EXERCISE TASK: Write out the listing below from the line containing "Tag the vertical" to its last line, unaltered, ends included.

(Point-based annotation data)
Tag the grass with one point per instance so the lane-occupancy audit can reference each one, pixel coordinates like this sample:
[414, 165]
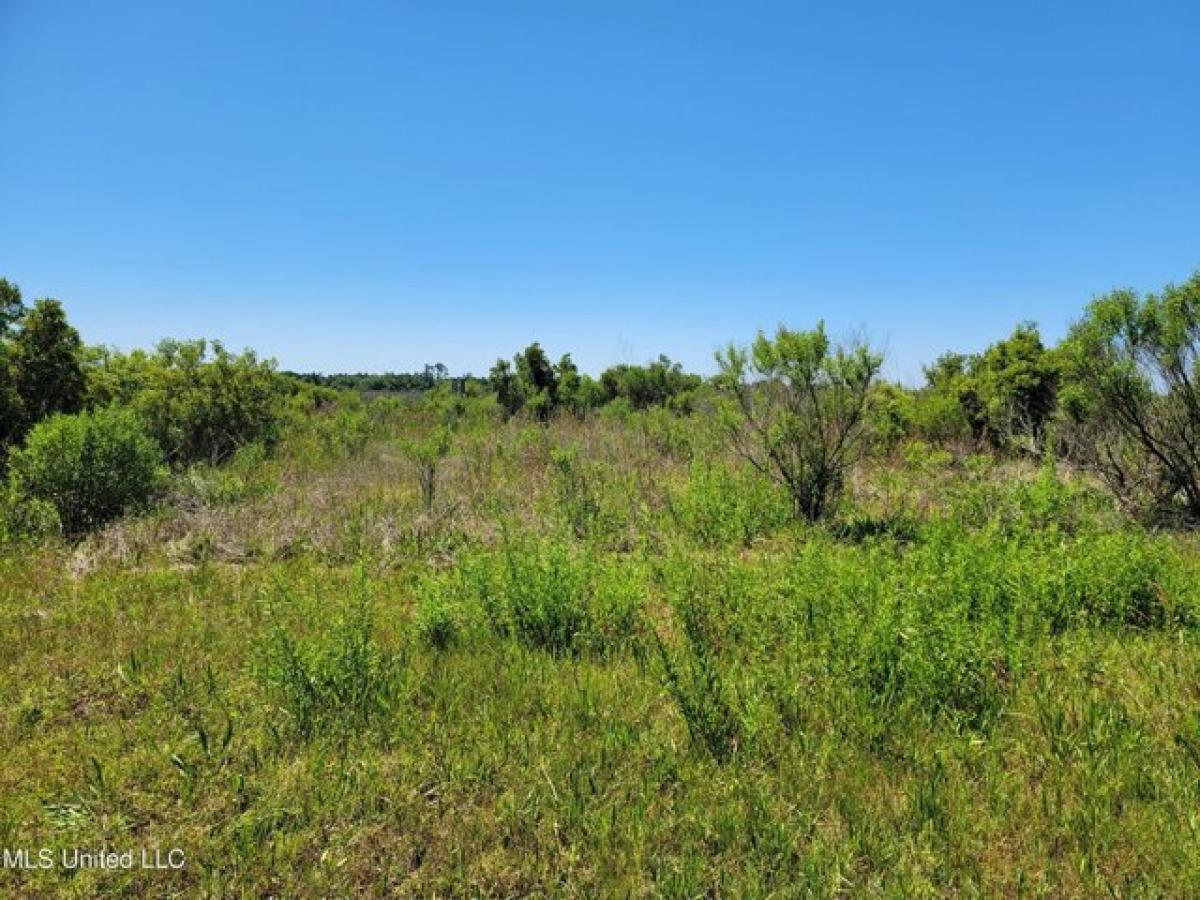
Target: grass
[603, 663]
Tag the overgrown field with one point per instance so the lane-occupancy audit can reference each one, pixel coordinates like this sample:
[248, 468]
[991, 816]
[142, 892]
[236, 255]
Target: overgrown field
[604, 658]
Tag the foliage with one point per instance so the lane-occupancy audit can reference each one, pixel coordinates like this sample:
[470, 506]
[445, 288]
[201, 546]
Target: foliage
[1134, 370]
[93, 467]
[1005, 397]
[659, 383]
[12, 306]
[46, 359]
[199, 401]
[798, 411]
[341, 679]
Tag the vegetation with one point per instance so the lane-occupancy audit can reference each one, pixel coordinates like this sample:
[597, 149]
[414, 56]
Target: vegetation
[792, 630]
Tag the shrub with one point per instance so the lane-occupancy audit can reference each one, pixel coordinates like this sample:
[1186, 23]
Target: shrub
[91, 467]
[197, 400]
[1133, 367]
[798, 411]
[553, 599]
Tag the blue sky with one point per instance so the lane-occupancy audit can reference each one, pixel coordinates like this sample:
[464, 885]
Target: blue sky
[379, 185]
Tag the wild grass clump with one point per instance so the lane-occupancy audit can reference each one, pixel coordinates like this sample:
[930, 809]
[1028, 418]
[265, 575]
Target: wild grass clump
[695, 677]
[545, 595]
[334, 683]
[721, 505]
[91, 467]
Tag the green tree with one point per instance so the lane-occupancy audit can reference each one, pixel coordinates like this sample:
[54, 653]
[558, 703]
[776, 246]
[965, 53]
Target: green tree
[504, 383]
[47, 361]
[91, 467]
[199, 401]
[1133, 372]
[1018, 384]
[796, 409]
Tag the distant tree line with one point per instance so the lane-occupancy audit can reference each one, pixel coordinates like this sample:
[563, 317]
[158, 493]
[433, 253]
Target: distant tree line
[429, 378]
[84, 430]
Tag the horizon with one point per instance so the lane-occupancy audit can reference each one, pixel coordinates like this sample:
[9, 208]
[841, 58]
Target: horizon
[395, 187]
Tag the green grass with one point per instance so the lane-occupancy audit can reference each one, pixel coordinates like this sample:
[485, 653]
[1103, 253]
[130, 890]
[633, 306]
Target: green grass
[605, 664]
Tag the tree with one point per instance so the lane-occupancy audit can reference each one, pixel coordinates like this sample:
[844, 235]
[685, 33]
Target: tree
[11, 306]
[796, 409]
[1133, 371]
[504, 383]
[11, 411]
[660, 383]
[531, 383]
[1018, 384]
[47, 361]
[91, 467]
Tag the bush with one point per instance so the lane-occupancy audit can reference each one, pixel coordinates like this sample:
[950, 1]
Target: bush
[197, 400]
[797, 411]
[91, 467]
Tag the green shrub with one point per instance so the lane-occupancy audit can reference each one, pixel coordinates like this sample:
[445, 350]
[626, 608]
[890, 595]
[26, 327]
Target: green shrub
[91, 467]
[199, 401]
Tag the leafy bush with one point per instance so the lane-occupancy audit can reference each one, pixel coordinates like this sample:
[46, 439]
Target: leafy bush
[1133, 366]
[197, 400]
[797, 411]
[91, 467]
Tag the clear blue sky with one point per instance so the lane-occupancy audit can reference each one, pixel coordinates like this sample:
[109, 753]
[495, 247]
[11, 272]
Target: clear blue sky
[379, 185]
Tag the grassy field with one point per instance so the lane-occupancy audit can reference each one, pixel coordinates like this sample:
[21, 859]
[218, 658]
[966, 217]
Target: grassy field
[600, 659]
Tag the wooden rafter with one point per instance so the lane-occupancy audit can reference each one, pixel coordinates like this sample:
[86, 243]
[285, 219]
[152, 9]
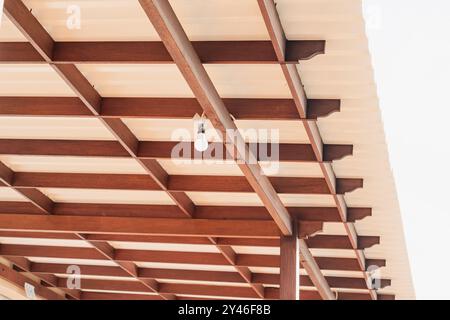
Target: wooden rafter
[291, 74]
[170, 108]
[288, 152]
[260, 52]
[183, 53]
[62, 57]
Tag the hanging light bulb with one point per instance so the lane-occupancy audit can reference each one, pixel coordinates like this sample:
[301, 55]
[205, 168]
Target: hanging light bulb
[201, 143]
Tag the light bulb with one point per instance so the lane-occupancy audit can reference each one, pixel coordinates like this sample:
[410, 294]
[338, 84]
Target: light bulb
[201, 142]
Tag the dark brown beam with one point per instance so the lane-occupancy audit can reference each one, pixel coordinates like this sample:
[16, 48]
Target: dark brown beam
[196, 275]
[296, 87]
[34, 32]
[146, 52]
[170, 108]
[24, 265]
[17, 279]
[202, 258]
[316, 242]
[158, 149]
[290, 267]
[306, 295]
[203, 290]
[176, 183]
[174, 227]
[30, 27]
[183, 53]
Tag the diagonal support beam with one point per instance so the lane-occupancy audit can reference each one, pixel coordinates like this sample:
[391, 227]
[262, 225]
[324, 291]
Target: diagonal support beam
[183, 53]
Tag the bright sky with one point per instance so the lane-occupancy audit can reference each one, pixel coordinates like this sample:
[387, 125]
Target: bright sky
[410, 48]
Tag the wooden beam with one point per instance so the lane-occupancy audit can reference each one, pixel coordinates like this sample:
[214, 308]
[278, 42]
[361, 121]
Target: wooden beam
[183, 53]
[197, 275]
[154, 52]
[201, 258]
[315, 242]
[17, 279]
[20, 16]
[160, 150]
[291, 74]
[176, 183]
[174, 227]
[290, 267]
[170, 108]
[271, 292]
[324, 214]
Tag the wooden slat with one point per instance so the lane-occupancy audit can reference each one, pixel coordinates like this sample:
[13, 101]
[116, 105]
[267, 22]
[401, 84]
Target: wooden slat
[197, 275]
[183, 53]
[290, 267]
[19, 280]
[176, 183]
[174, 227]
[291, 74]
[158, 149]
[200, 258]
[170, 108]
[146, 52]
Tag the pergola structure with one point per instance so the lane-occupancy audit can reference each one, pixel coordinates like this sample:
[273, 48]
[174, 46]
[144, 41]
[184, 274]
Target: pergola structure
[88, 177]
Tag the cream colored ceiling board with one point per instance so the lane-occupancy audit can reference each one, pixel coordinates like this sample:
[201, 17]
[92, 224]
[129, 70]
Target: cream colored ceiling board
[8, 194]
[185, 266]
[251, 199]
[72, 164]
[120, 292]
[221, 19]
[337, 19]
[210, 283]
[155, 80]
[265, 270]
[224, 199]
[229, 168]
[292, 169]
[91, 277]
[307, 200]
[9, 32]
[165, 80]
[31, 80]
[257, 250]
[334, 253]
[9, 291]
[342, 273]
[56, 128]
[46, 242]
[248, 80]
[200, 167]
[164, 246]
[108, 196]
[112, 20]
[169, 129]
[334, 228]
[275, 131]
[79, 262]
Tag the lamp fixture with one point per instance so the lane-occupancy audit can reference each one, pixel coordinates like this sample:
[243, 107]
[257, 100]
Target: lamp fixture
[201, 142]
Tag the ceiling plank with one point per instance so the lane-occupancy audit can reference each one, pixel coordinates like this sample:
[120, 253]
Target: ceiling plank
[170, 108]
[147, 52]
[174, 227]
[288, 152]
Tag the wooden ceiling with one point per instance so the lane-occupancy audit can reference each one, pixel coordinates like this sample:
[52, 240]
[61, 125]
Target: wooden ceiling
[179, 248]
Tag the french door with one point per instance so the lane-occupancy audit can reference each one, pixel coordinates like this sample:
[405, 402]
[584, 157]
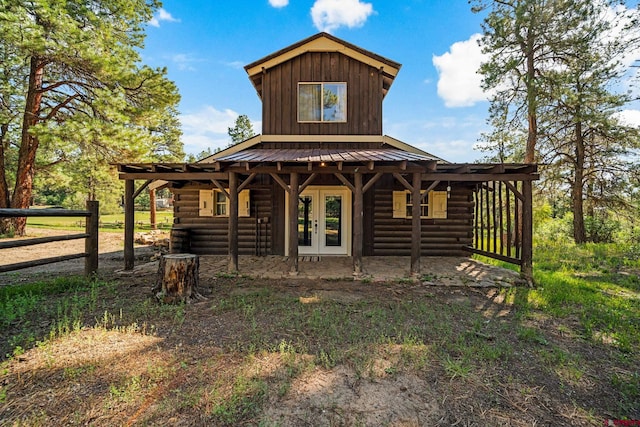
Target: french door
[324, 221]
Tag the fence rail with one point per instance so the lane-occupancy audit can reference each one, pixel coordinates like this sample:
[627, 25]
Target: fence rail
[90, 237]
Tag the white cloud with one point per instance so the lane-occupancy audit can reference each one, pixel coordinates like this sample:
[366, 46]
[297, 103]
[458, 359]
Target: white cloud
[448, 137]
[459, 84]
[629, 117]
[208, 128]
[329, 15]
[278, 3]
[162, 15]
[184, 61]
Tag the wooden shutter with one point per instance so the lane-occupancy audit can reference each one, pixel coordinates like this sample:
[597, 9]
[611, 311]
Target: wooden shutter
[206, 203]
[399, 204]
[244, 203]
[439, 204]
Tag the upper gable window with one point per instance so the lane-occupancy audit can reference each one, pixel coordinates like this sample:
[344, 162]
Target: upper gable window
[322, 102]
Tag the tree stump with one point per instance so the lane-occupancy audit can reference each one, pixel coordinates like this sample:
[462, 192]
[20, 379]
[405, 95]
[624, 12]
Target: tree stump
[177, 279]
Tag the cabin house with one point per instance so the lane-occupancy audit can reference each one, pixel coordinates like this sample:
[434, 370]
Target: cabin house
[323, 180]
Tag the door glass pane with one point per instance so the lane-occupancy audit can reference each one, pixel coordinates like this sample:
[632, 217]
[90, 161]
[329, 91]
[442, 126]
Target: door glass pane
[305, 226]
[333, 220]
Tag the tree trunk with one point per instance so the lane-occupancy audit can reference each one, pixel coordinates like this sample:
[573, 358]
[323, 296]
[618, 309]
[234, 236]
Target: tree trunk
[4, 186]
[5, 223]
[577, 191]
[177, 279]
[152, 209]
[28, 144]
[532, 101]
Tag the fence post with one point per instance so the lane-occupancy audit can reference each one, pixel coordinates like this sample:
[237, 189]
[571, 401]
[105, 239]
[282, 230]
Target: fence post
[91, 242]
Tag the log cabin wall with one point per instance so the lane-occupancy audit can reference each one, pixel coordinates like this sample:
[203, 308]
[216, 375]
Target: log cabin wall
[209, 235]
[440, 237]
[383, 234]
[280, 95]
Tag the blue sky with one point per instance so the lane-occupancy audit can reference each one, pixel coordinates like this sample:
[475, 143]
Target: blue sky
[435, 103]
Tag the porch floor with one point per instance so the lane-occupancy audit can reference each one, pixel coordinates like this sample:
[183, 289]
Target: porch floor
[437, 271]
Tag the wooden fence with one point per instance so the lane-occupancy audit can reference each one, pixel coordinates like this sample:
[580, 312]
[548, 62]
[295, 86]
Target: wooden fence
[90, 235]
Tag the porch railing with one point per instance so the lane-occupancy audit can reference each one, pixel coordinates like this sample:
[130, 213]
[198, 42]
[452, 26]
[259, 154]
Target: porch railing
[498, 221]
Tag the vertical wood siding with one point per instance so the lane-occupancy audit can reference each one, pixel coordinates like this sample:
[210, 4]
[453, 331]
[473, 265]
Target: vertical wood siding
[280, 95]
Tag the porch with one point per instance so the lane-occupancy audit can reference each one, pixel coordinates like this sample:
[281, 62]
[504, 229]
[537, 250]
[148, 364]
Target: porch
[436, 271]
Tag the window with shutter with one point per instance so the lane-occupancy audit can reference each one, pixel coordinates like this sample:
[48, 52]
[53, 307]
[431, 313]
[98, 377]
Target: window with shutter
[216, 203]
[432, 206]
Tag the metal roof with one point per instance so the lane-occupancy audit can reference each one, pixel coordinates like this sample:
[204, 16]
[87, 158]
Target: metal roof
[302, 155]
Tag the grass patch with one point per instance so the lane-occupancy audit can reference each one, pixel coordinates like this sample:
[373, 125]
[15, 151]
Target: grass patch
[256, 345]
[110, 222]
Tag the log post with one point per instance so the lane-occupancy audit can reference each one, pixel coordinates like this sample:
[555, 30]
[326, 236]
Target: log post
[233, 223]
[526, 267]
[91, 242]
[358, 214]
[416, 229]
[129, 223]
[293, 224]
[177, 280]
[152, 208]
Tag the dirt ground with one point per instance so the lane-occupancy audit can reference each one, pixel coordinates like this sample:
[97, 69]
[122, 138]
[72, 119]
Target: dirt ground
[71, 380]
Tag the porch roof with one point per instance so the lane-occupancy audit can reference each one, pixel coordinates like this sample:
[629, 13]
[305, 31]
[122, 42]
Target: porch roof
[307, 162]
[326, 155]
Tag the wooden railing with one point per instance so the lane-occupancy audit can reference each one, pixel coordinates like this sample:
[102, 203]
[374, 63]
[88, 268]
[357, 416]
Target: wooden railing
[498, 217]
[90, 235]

TASK RESPONSE:
Tag the vertical wood siding with one point per instance so the lane-occupancy audit can reference each one, pixel coordinates like this sample:
[210, 4]
[453, 331]
[473, 265]
Target: vertical wood siding
[280, 95]
Tag the porch with one point per instance so the lane-occupancy audit can reference each one, pixel coordinates like this sample:
[281, 62]
[504, 229]
[537, 250]
[148, 364]
Target: porch
[436, 271]
Tag the window with shutter with one point per instance so the lane-occupancy audit can reference each one, pixel coordinates like this sample:
[48, 52]
[53, 307]
[431, 313]
[98, 377]
Target: window with shutter
[216, 203]
[432, 206]
Tag the metal roof with one point per instance so the lane-occupancy audit can reference each one, pixel coordinates like this sample:
[204, 16]
[87, 158]
Target: metal roof
[302, 155]
Tag the grass patch with one point per instance so the lane-occupancy audit can reference each one, pixel coordinates like this sample:
[373, 125]
[15, 151]
Target: grass patch
[256, 345]
[110, 222]
Tag the log post with one point per instance so the lane-occupancy audit can reference each one, pixel coordinates like this sample:
[555, 30]
[326, 236]
Target: log post
[233, 223]
[526, 267]
[91, 242]
[358, 214]
[416, 229]
[129, 223]
[293, 224]
[177, 280]
[152, 208]
Tag the dirt ground with one point per instance so the lane-occupancy audit can reference each one, pixel coordinates like this sample:
[97, 69]
[122, 138]
[72, 119]
Target: dirt ground
[71, 380]
Tag the porch roof with one point per instance so the lane-occupancy audit can reference each one, pixel coordinates like this sample:
[629, 13]
[305, 31]
[122, 42]
Target: porch roof
[307, 162]
[326, 155]
Tag the wooden railing with one point per instance so the lane-occupancy audit can reference each one, pixel coordinates like this sample:
[102, 203]
[374, 63]
[88, 268]
[357, 416]
Target: wooden railing
[498, 217]
[90, 235]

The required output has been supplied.